Saved entries:
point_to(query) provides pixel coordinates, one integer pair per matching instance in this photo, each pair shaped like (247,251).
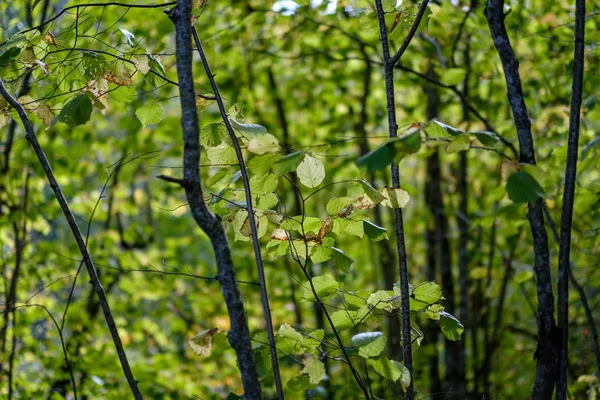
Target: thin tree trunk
(545,376)
(568,200)
(239,335)
(91,268)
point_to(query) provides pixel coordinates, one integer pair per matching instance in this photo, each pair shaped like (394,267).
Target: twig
(568,200)
(546,350)
(252,221)
(238,335)
(97,285)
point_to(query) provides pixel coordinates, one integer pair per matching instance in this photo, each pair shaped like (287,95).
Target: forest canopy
(328,199)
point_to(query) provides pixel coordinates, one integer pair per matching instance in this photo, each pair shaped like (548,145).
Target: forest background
(423,179)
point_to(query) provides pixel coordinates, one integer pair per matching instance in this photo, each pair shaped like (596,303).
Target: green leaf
(202,343)
(337,204)
(212,135)
(452,131)
(299,383)
(265,143)
(129,37)
(341,260)
(262,184)
(222,154)
(85,23)
(386,368)
(478,273)
(261,165)
(371,192)
(460,143)
(123,94)
(288,163)
(378,159)
(249,129)
(452,76)
(325,287)
(523,188)
(370,344)
(76,112)
(289,332)
(313,340)
(488,139)
(343,226)
(374,232)
(150,114)
(451,327)
(313,367)
(523,277)
(424,295)
(395,197)
(311,172)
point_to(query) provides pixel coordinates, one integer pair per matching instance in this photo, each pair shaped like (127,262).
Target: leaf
(371,192)
(325,287)
(150,114)
(385,367)
(85,23)
(395,197)
(288,163)
(523,277)
(343,226)
(45,113)
(311,172)
(313,368)
(222,154)
(123,94)
(452,76)
(337,205)
(212,135)
(299,383)
(424,295)
(202,343)
(488,139)
(478,273)
(288,332)
(261,144)
(341,260)
(313,340)
(141,62)
(451,327)
(261,165)
(447,128)
(129,37)
(370,344)
(374,232)
(378,159)
(460,143)
(523,188)
(76,112)
(251,129)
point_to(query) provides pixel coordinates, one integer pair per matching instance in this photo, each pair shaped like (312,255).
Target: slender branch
(411,33)
(546,350)
(94,279)
(238,335)
(388,69)
(112,3)
(252,221)
(568,200)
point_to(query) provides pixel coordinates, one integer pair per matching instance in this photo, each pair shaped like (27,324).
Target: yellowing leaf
(45,113)
(150,114)
(265,143)
(202,343)
(311,172)
(395,197)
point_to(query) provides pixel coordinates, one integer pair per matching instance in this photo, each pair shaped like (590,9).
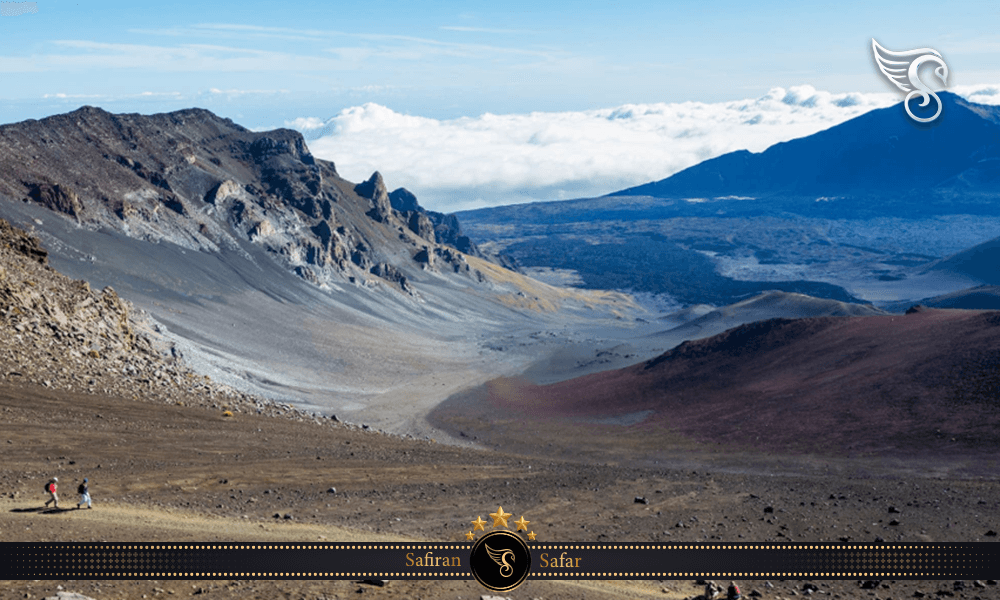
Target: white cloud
(501,159)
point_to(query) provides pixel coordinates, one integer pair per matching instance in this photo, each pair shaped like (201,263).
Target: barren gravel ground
(163,472)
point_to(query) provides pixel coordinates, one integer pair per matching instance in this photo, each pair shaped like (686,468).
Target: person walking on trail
(84,491)
(51,487)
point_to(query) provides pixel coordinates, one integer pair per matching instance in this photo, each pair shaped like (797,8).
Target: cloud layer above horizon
(473,162)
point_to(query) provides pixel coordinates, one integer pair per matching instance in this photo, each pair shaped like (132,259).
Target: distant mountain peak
(882,153)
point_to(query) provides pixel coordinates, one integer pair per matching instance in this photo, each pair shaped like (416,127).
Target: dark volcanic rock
(55,197)
(956,154)
(374,190)
(204,183)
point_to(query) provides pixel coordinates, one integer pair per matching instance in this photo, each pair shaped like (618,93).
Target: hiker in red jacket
(51,487)
(733,593)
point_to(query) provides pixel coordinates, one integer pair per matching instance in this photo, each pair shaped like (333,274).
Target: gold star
(477,525)
(522,524)
(500,517)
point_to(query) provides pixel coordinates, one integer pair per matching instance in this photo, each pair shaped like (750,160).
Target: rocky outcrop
(201,182)
(374,190)
(55,197)
(58,333)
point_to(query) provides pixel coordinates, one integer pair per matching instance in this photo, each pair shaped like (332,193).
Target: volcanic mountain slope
(914,385)
(853,212)
(981,262)
(203,182)
(879,154)
(267,270)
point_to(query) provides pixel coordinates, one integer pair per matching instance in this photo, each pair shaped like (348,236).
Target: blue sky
(266,64)
(449,59)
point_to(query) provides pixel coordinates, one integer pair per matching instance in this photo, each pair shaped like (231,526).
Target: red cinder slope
(930,379)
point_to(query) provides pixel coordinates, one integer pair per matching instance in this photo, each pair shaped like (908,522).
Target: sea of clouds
(472,162)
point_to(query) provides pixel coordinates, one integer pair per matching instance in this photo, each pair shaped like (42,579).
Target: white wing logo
(901,69)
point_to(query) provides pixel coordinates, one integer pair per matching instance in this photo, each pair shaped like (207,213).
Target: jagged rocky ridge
(201,182)
(59,333)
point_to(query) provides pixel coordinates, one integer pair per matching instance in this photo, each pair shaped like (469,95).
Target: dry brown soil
(161,472)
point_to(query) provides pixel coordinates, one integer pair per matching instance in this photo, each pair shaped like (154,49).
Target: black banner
(973,560)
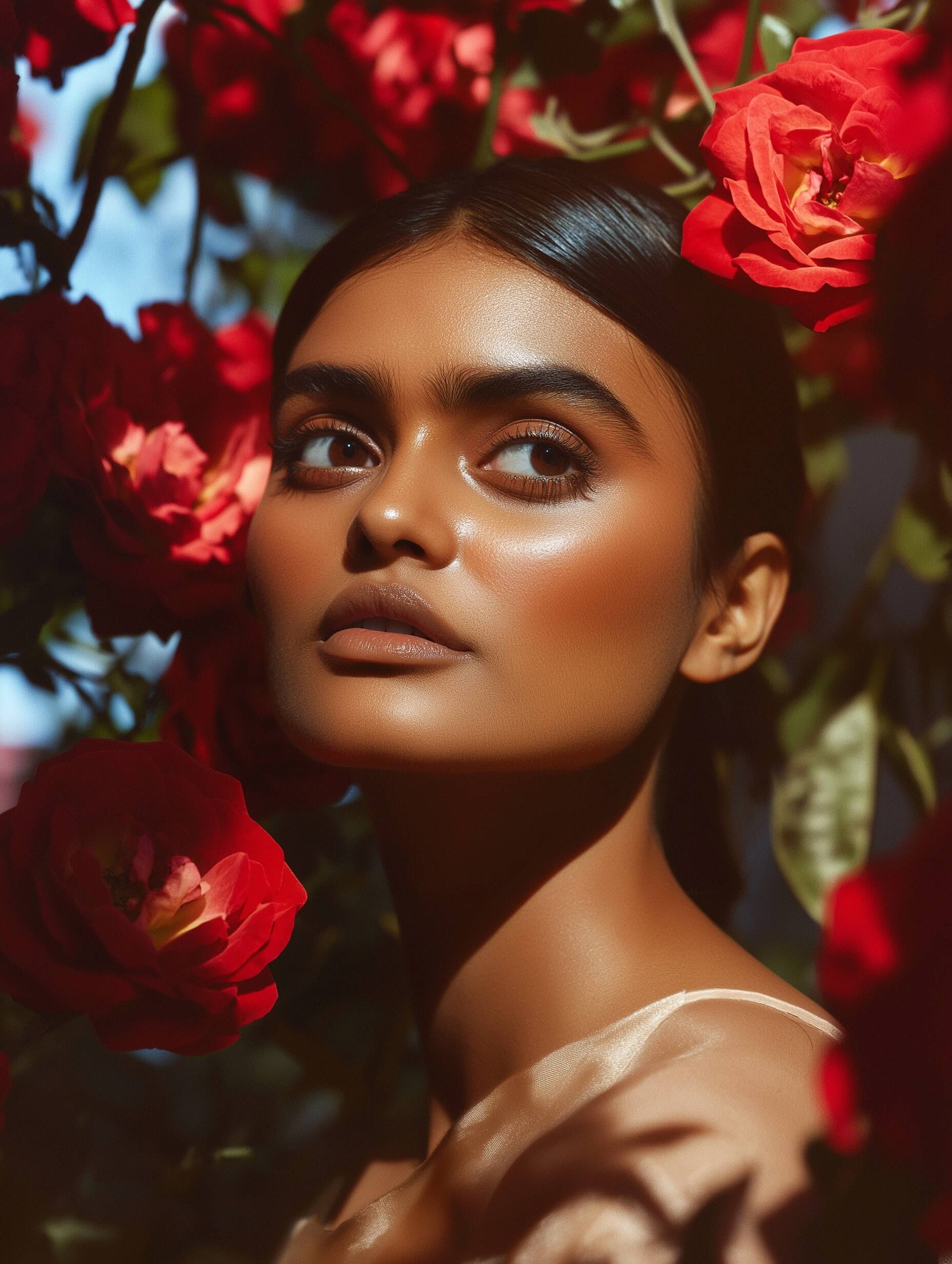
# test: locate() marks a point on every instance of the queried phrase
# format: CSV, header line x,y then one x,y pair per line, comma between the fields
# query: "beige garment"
x,y
601,1152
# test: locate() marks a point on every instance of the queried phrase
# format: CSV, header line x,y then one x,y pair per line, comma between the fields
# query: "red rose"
x,y
808,167
25,461
885,970
57,34
162,443
14,157
221,712
4,1085
137,889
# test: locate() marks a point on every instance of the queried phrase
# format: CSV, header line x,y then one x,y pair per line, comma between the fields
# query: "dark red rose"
x,y
619,94
885,971
161,443
419,79
137,889
913,267
809,165
56,34
221,712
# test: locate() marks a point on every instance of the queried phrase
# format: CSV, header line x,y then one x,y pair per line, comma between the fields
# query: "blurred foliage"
x,y
152,1157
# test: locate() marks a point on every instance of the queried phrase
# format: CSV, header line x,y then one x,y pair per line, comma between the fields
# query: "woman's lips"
x,y
368,645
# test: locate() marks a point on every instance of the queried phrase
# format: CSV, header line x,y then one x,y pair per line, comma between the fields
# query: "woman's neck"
x,y
534,909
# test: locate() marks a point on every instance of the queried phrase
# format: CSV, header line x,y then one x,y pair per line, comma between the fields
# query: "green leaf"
x,y
946,482
823,805
802,718
827,464
776,41
147,140
920,545
67,1233
915,760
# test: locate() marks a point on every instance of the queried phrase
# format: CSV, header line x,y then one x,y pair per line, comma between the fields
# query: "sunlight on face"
x,y
478,432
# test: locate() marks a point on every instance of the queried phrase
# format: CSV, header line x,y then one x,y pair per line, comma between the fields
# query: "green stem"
x,y
105,138
483,156
334,99
197,110
674,156
750,32
670,27
684,187
615,151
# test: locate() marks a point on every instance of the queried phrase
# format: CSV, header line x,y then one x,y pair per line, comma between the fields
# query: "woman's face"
x,y
481,435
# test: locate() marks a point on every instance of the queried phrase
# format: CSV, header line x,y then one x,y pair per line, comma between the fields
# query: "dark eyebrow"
x,y
368,386
461,388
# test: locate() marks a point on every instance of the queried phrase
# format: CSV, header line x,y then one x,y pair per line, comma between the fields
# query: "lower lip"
x,y
366,645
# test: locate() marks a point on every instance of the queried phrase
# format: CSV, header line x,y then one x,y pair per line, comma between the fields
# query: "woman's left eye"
x,y
529,457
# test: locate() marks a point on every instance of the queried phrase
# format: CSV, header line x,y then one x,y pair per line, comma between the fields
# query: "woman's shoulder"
x,y
715,1113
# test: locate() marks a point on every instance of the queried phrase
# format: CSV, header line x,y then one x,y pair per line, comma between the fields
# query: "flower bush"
x,y
135,886
57,34
138,890
161,445
884,971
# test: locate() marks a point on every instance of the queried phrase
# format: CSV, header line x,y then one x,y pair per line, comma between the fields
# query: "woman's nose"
x,y
409,508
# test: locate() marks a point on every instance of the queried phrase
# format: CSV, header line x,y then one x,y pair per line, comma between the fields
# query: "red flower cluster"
x,y
884,969
137,889
161,444
14,156
417,77
809,162
61,33
219,711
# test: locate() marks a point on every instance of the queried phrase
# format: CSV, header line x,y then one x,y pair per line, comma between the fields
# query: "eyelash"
x,y
545,488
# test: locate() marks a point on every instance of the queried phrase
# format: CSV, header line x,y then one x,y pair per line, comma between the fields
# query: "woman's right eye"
x,y
335,451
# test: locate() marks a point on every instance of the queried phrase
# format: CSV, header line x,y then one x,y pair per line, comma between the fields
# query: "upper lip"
x,y
369,601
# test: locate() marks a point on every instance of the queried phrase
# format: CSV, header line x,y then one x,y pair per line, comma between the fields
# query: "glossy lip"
x,y
368,601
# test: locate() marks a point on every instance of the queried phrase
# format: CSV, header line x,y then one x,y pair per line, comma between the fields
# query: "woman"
x,y
534,477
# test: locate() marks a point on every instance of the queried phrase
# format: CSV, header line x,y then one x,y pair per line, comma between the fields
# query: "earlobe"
x,y
738,612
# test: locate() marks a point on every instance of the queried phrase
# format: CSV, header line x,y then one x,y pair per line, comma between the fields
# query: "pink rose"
x,y
160,445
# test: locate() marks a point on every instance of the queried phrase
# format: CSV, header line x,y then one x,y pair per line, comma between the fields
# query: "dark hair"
x,y
619,247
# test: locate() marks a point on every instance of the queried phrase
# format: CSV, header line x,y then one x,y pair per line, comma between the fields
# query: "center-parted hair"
x,y
619,247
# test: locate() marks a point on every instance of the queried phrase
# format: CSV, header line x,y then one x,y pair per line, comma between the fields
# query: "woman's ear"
x,y
739,611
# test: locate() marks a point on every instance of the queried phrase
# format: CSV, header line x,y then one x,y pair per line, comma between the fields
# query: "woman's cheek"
x,y
600,617
287,564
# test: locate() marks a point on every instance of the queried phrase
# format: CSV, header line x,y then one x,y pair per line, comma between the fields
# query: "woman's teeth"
x,y
391,626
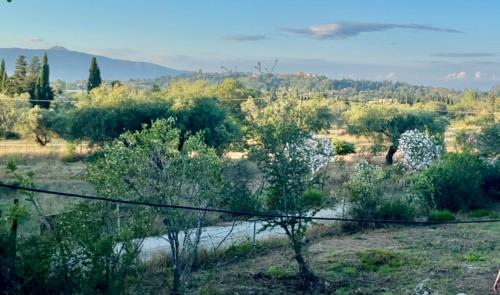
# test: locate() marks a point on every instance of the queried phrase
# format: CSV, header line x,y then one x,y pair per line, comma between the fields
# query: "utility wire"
x,y
241,213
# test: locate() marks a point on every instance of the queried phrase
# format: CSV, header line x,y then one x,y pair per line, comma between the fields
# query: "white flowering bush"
x,y
317,151
418,150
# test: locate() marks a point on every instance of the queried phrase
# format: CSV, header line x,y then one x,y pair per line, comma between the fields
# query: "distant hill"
x,y
72,65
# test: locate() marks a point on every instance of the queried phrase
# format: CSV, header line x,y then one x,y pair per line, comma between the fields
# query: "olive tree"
x,y
385,124
148,165
291,159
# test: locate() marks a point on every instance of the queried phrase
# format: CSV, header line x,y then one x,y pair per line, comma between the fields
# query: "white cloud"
x,y
390,76
343,30
456,76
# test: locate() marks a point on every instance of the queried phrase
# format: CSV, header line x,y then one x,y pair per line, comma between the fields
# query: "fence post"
x,y
11,254
254,230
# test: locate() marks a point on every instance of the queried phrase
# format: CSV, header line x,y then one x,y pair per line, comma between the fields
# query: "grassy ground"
x,y
49,173
448,259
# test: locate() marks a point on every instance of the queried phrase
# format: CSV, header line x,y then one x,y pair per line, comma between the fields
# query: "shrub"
x,y
441,215
384,261
478,213
418,150
364,190
373,194
396,209
454,183
280,272
69,154
343,148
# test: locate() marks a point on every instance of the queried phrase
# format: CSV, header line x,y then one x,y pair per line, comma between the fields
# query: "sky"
x,y
431,42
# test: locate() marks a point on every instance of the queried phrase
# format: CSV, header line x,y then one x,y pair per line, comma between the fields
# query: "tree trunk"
x,y
390,154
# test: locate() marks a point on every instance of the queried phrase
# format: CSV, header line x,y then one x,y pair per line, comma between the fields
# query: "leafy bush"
x,y
69,154
474,257
365,191
479,213
441,215
280,272
343,147
384,261
418,150
373,194
454,183
396,209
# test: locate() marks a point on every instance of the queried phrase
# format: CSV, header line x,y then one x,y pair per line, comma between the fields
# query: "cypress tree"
x,y
32,78
43,92
17,84
2,75
94,75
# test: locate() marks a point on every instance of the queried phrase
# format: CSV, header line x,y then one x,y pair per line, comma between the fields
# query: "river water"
x,y
225,235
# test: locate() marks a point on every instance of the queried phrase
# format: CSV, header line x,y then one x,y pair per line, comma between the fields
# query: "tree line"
x,y
34,79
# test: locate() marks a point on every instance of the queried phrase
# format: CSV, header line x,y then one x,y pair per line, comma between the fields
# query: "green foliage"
x,y
480,213
18,82
374,193
11,113
441,215
43,92
3,76
343,147
474,257
365,190
454,183
385,124
488,142
69,154
279,151
94,80
280,272
33,124
107,112
207,117
396,209
148,165
383,261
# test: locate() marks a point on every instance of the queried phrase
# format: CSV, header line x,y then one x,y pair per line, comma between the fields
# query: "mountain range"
x,y
71,65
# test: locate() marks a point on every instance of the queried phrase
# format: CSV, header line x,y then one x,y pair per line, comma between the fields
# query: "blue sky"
x,y
434,42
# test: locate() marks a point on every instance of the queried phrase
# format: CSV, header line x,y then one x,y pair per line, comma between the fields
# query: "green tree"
x,y
32,77
43,92
18,81
33,124
147,165
282,137
3,76
94,75
385,124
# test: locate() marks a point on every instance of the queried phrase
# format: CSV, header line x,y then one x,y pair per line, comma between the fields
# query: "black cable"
x,y
243,213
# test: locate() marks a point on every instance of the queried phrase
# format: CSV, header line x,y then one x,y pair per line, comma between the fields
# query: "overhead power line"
x,y
240,213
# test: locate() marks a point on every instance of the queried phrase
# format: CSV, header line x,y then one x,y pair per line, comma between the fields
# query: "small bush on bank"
x,y
457,182
69,154
384,261
280,272
396,209
441,215
376,193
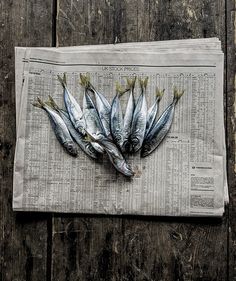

WHAT IS NEEDED: Using the entries above, return exactly the lines from the line with "Target: distant mountain peak" to the line with "shaped like (618,93).", counting both of those lines.

WRITTEN ANSWER:
Target: distant mountain peak
(882,153)
point_to(query) provides pixel coordinates, one integer pair per matching instance in this photo, each pair shaped like (416,127).
Target: dark volcanic rock
(55,197)
(956,154)
(374,190)
(204,183)
point_to(query) provides pixel coordinates, one integer pair per matching instance in this photo, each pair shaped like (618,93).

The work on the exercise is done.